RECORDS PROVIDED >>
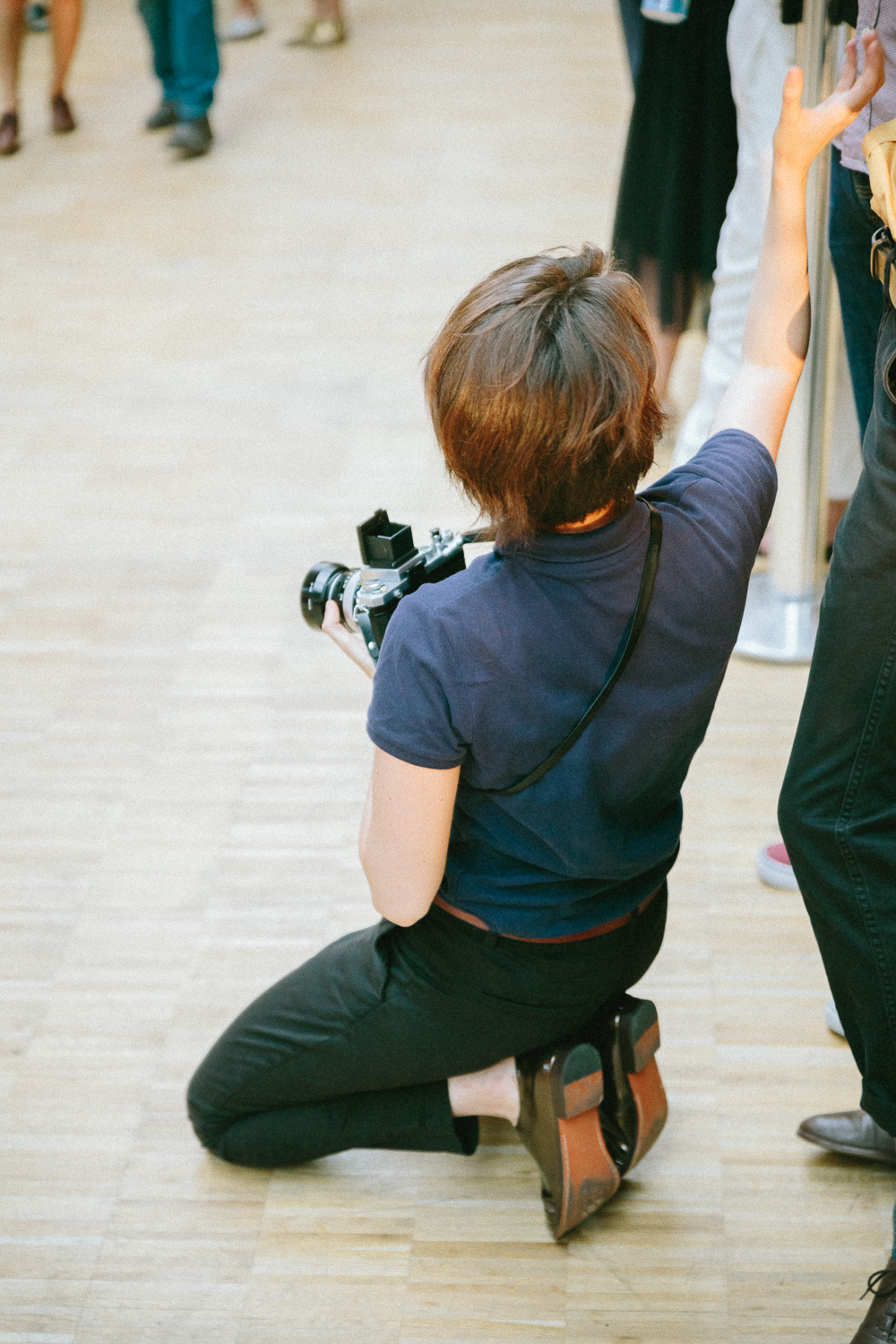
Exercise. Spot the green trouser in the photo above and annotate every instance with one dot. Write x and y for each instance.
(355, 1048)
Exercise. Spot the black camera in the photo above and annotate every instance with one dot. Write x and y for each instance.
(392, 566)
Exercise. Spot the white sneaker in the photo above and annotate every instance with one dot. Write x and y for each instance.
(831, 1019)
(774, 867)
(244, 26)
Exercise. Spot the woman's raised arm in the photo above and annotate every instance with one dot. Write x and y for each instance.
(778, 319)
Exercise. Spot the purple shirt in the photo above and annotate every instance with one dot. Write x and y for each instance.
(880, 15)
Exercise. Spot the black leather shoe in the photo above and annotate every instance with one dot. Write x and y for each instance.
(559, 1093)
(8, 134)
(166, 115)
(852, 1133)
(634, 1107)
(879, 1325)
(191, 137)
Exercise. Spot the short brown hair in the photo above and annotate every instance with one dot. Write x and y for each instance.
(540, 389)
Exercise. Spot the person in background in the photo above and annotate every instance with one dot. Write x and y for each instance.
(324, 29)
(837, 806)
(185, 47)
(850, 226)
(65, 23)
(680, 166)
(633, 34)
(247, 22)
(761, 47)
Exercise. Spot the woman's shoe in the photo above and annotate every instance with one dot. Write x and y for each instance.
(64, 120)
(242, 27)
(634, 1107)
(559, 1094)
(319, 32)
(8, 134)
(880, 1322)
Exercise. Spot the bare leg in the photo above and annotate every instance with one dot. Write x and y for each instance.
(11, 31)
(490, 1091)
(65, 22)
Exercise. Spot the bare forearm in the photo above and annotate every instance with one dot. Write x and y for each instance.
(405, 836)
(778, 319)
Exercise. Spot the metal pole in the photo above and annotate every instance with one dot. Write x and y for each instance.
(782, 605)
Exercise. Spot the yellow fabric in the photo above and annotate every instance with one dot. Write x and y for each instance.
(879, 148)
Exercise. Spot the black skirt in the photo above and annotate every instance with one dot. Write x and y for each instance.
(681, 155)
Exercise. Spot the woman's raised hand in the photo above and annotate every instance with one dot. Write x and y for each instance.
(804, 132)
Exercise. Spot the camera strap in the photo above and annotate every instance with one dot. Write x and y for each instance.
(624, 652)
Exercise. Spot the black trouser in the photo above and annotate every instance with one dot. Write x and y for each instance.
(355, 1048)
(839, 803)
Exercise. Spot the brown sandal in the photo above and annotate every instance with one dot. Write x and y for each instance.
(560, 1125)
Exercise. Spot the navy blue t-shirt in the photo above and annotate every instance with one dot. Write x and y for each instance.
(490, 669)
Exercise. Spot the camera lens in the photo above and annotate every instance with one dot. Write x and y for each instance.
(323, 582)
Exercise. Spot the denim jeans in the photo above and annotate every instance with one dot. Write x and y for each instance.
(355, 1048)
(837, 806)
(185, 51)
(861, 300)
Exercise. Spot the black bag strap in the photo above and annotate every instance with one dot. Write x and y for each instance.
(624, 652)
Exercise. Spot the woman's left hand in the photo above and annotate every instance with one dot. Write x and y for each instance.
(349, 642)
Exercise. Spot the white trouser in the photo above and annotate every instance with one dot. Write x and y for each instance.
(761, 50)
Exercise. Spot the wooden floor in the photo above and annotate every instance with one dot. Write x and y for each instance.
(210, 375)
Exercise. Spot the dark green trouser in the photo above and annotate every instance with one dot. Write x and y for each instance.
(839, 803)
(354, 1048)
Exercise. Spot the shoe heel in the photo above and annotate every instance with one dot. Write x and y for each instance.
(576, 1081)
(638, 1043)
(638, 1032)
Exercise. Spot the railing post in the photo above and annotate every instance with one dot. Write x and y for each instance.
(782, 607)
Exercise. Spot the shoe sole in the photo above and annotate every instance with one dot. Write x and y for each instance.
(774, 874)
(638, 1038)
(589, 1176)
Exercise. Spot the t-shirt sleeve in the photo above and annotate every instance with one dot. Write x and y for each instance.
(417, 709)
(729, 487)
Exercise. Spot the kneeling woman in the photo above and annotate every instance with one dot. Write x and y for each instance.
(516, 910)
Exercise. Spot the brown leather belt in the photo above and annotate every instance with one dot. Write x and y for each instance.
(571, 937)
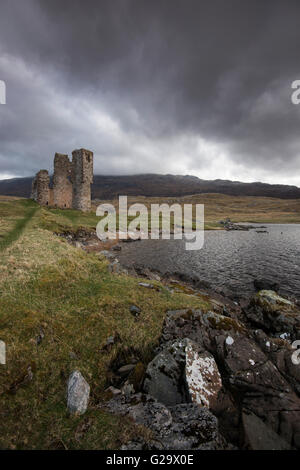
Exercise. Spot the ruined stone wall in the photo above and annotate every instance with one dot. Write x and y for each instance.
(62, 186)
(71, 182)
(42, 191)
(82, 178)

EXERCISE PROMPT >> Leaving the pictures out, give back each line above exactly.

EXERCISE RESULT >>
Exercise. Spot the green trouser in the photo above and annotate every instance with one dot. Write x and y for each instance.
(355, 1048)
Exercise. Spot the black camera in the photo above and annotate every instance with one dot. Write x and y for each instance.
(392, 566)
Exercise. Spot the white sneaker in the photo above and annotate every instance with one dot. Write x and y for each instance.
(831, 1019)
(774, 867)
(244, 26)
Exercise. Spot the woman's raised arm in the photo above and annotate every instance with one dot. Write x and y for each instance.
(778, 319)
Exercise. Spot the purple shirt in the photo above and annotate every instance with one dot. Write x and y for each instance.
(880, 15)
Exercise. Spot the black leather shoe in the photo above and annotate every instance with one dot. Write x and y for each instance.
(559, 1093)
(8, 134)
(166, 115)
(852, 1133)
(634, 1107)
(879, 1325)
(191, 137)
Exercise. Spot the short brown hair in the photo above and annotate every instance with one dot. Write x and y for each instance.
(540, 389)
Exercise. Spot the person in background in the photo above and annotate every instance with one dot. Write x and y for each instance.
(324, 29)
(837, 806)
(185, 47)
(850, 226)
(65, 23)
(680, 166)
(633, 34)
(247, 22)
(761, 47)
Exercise. Spot the woman's shoe in the photo above and annotate every instance with one dot. Write x and y for each instance.
(64, 120)
(242, 27)
(634, 1107)
(559, 1094)
(319, 32)
(8, 134)
(880, 1322)
Exercise. Spot the bare leg in the photo above and annotate every instance with one dot. Write x and y for each instance.
(11, 31)
(490, 1091)
(65, 22)
Exercise. Spot the bare forearm in the photo above and annotate every instance with one dot. Write x and y for each instance.
(405, 836)
(778, 319)
Exercise. Spot the metal pole in the photo above and annotate every instance with one dot. Write x and y for each instance.
(782, 605)
Exercise. Spot the yellow fabric in the photo above and annotate every instance with one dot. Write x and y for each instance.
(879, 148)
Exercise. Spot the black skirt in the photo above and annotate every instance with one dot. Write x and y for each instance.
(681, 155)
Exercise. Spot the woman's raised hand in the photo above and annotate every instance with one dot. Write x and y for each instance.
(804, 132)
Exercise. Spot the camera strap in the photo above and annotate every instance with one dot. Write x and y for each instance.
(624, 652)
Exercise. Spot the black trouser in the photo above and annotate every instance with one dot. Write x and y for each instance.
(355, 1048)
(839, 803)
Exercise. Spot the brown sandal in the photo above and annotate every instance with one dot. Write x and y for each instance.
(560, 1125)
Exercise. Spot the navy blue t-shirt in the photo above and annotate every instance with one dot. Write x and y for each instance.
(490, 669)
Exercise. Spot the camera lens in the photo above and annotate every instance with one dot. Write x and y for each instance.
(323, 582)
Exercise. Spot the denim jeans in the photo above and annotate every instance with one dot. Write x and y for each instance.
(355, 1048)
(837, 806)
(185, 51)
(861, 300)
Exercise. Spot the black bag strap in the photo above and annotate every instance with one dot. Write x and y for each instance.
(624, 652)
Exercise. Spot the woman's left hand in the photo above and annotate every instance with one dot. Write x and y for each instance.
(349, 642)
Exercise. Spot the white trouser in the photo above and annotate every instance with one dot. Write x and y for each instance.
(761, 50)
Exercise. Spot the wooden floor in the photo above and annotate every instance with one dot. Write x and y for each instance.
(210, 375)
Exercise. Spot the dark green trouser in the photo above and annotate every instance with one dot. Write x and y for each instance.
(839, 803)
(354, 1048)
Exercise. Spot the shoe heel in the photo above and annotate every instance with one dot. Write x and y for each instance.
(576, 1081)
(638, 1043)
(638, 1032)
Exercise. Spot the railing post in the photo above and annotate every instance with one dot. Write x and y for each instance.
(782, 607)
Exercise. Spot the shoe sole in the photo above and annotate every instance with one dot. Write x and y for each instance.
(774, 874)
(638, 1038)
(589, 1176)
Exercise. Spot the t-shirt sleeve in the photo above and annotate every instance with one dot. Write x and y for each instance.
(417, 709)
(729, 487)
Exercise. Spot the kneeling woman in the photo above and annotate every instance with one dot. Write x and y for each instance.
(516, 910)
Exercise. Spot the brown leather belt in the photo above and annotate every instance with one dot. Write x and y for each instance.
(571, 937)
Exercise. Spot the ruined stone wall in the photo above and annotate every instance with one dot. Write x and y for each instance.
(62, 186)
(71, 182)
(42, 191)
(82, 178)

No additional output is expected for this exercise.